Raw data →
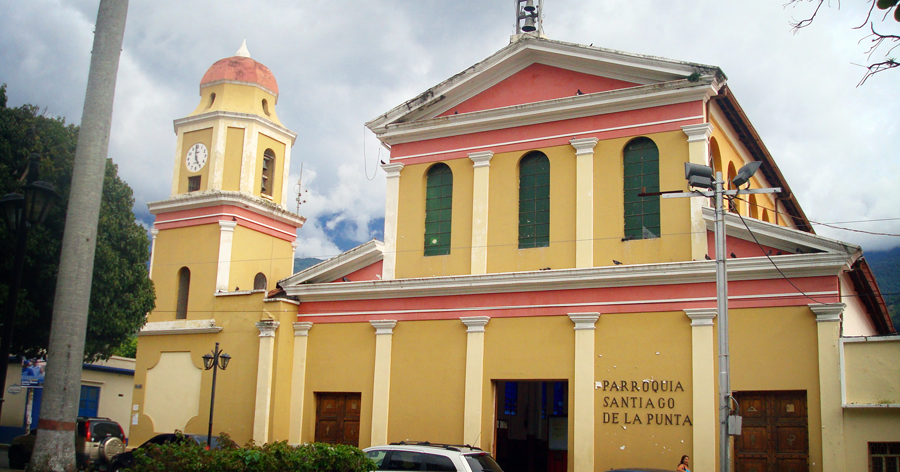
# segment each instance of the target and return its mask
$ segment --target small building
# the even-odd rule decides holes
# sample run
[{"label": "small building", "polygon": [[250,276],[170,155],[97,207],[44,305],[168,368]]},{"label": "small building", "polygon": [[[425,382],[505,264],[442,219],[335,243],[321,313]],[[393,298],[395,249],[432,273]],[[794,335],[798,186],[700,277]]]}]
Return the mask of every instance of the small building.
[{"label": "small building", "polygon": [[[119,356],[84,364],[81,367],[78,415],[110,418],[122,426],[128,437],[131,396],[134,391],[134,364],[134,359]],[[0,417],[0,444],[9,444],[16,436],[25,434],[29,426],[36,428],[40,419],[44,389],[40,385],[22,386],[23,365],[20,357],[9,358],[7,392]]]},{"label": "small building", "polygon": [[759,162],[748,187],[781,191],[725,215],[736,470],[897,456],[900,342],[862,249],[814,233],[718,67],[514,36],[367,124],[391,149],[385,241],[296,274],[274,77],[239,54],[200,92],[150,204],[135,438],[206,430],[218,343],[214,431],[238,441],[716,470],[715,215],[659,193],[688,190],[685,163]]}]

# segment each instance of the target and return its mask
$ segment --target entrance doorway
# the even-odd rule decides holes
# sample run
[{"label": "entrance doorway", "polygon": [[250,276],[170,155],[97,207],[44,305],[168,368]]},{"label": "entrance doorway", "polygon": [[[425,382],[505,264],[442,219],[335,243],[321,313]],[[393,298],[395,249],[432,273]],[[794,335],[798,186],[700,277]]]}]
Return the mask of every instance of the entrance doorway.
[{"label": "entrance doorway", "polygon": [[316,392],[316,442],[359,447],[359,393]]},{"label": "entrance doorway", "polygon": [[495,381],[496,459],[503,470],[565,472],[569,383]]},{"label": "entrance doorway", "polygon": [[808,472],[806,392],[735,392],[743,417],[736,472]]}]

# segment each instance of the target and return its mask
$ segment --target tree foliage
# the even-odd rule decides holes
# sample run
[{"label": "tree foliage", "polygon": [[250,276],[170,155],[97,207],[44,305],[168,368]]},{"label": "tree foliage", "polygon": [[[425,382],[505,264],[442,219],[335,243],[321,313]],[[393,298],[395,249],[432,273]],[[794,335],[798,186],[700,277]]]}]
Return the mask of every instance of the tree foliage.
[{"label": "tree foliage", "polygon": [[[6,106],[6,85],[0,86],[0,192],[21,193],[26,159],[40,156],[40,180],[56,186],[62,200],[47,219],[31,228],[22,291],[19,293],[12,350],[39,356],[46,350],[56,290],[56,276],[72,181],[78,127],[64,118],[48,118],[34,105]],[[147,274],[149,241],[135,222],[131,188],[107,159],[97,228],[97,249],[90,312],[84,348],[87,361],[105,359],[143,326],[155,294]],[[0,274],[12,272],[14,235],[0,229]],[[0,276],[0,302],[11,281]]]},{"label": "tree foliage", "polygon": [[[806,28],[813,23],[816,19],[816,15],[819,14],[819,10],[825,3],[825,0],[788,0],[785,6],[797,6],[803,3],[815,3],[816,7],[813,12],[804,19],[791,22],[794,32],[799,31],[801,28]],[[869,10],[866,13],[863,22],[854,29],[869,30],[869,34],[863,37],[860,42],[867,41],[869,43],[867,54],[870,62],[868,65],[864,66],[866,68],[866,73],[859,81],[859,84],[857,84],[857,87],[866,83],[866,80],[879,72],[884,72],[900,66],[900,61],[891,56],[891,54],[894,53],[894,50],[900,46],[900,36],[895,34],[885,34],[882,29],[885,27],[885,21],[887,21],[888,24],[891,24],[891,18],[894,22],[900,22],[900,5],[898,5],[898,3],[900,3],[900,0],[866,0],[866,4],[869,5]],[[838,7],[840,7],[839,0]],[[879,21],[878,30],[875,29],[876,20]],[[884,60],[872,62],[872,56],[876,54],[883,54]]]}]

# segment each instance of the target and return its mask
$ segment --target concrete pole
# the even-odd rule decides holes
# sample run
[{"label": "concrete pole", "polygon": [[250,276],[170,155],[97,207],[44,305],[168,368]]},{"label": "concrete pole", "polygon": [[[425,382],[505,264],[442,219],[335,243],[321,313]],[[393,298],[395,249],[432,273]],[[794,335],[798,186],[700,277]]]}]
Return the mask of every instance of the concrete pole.
[{"label": "concrete pole", "polygon": [[31,458],[31,470],[34,472],[68,472],[76,468],[75,418],[81,394],[81,365],[94,271],[97,220],[127,12],[128,0],[101,0],[97,13],[56,298],[53,301],[41,419]]}]

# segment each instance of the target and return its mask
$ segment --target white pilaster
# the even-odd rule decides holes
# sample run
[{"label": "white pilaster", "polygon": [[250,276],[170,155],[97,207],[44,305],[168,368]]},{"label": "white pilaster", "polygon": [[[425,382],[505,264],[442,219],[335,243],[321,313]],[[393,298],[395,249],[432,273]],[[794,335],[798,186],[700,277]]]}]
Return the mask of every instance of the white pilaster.
[{"label": "white pilaster", "polygon": [[481,447],[481,424],[484,394],[484,326],[487,316],[459,319],[466,325],[466,399],[463,422],[463,444]]},{"label": "white pilaster", "polygon": [[[688,162],[691,164],[709,165],[709,137],[713,127],[710,123],[682,126],[688,137]],[[704,260],[708,253],[706,241],[706,222],[703,221],[703,198],[689,198],[691,202],[691,258]]]},{"label": "white pilaster", "polygon": [[822,472],[844,470],[844,410],[841,406],[841,315],[843,303],[810,304],[819,344],[819,405],[822,409]]},{"label": "white pilaster", "polygon": [[[384,265],[381,278],[392,280],[397,266],[397,223],[400,212],[400,171],[403,164],[384,164],[387,177],[387,198],[384,208]],[[374,443],[373,443],[374,444]]]},{"label": "white pilaster", "polygon": [[151,280],[153,279],[153,260],[156,259],[156,236],[158,235],[158,229],[153,228],[150,230],[150,273],[147,274],[147,277]]},{"label": "white pilaster", "polygon": [[715,445],[719,436],[716,350],[713,337],[716,309],[688,308],[684,313],[691,319],[691,383],[694,395],[692,465],[696,470],[716,470]]},{"label": "white pilaster", "polygon": [[[575,407],[572,455],[575,472],[594,470],[594,331],[600,313],[570,313],[575,323]],[[600,468],[602,469],[602,467]]]},{"label": "white pilaster", "polygon": [[294,323],[294,364],[291,368],[291,420],[288,428],[288,443],[302,444],[303,401],[306,393],[306,348],[312,323]]},{"label": "white pilaster", "polygon": [[278,321],[260,321],[259,361],[256,365],[256,407],[253,414],[253,441],[269,442],[269,418],[272,408],[272,372],[275,367],[275,330]]},{"label": "white pilaster", "polygon": [[472,188],[472,273],[487,273],[488,195],[493,151],[469,154],[475,167]]},{"label": "white pilaster", "polygon": [[391,401],[391,341],[397,320],[370,321],[375,328],[375,381],[372,386],[372,445],[387,444]]},{"label": "white pilaster", "polygon": [[231,247],[234,242],[234,228],[237,221],[219,222],[219,265],[216,270],[216,292],[228,291],[231,276]]},{"label": "white pilaster", "polygon": [[598,141],[569,141],[575,148],[575,267],[594,266],[594,148]]}]

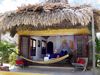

What the task asks → Render the lines of the records as a Markdown table with columns "No." and "Text", starting at the top of the records and ending after the line that contains "Return the mask of every instance of the small". Number each row, skip blank lines, and leave the pictures out.

Reply →
| No. | Text |
|---|---|
| 1 | # segment each instance of the target and return its mask |
| 2 | $ segment --target small building |
| 3 | # the even-odd rule decides holes |
| 4 | # sample run |
| 5 | [{"label": "small building", "polygon": [[250,276],[170,155],[97,207],[44,305],[168,368]]},{"label": "small building", "polygon": [[[425,382],[505,264],[442,219],[335,243],[321,313]],[[393,298],[395,249],[432,273]],[[794,335],[798,186],[700,277]]]}] |
| 6 | Return the mask of every instance of the small building. |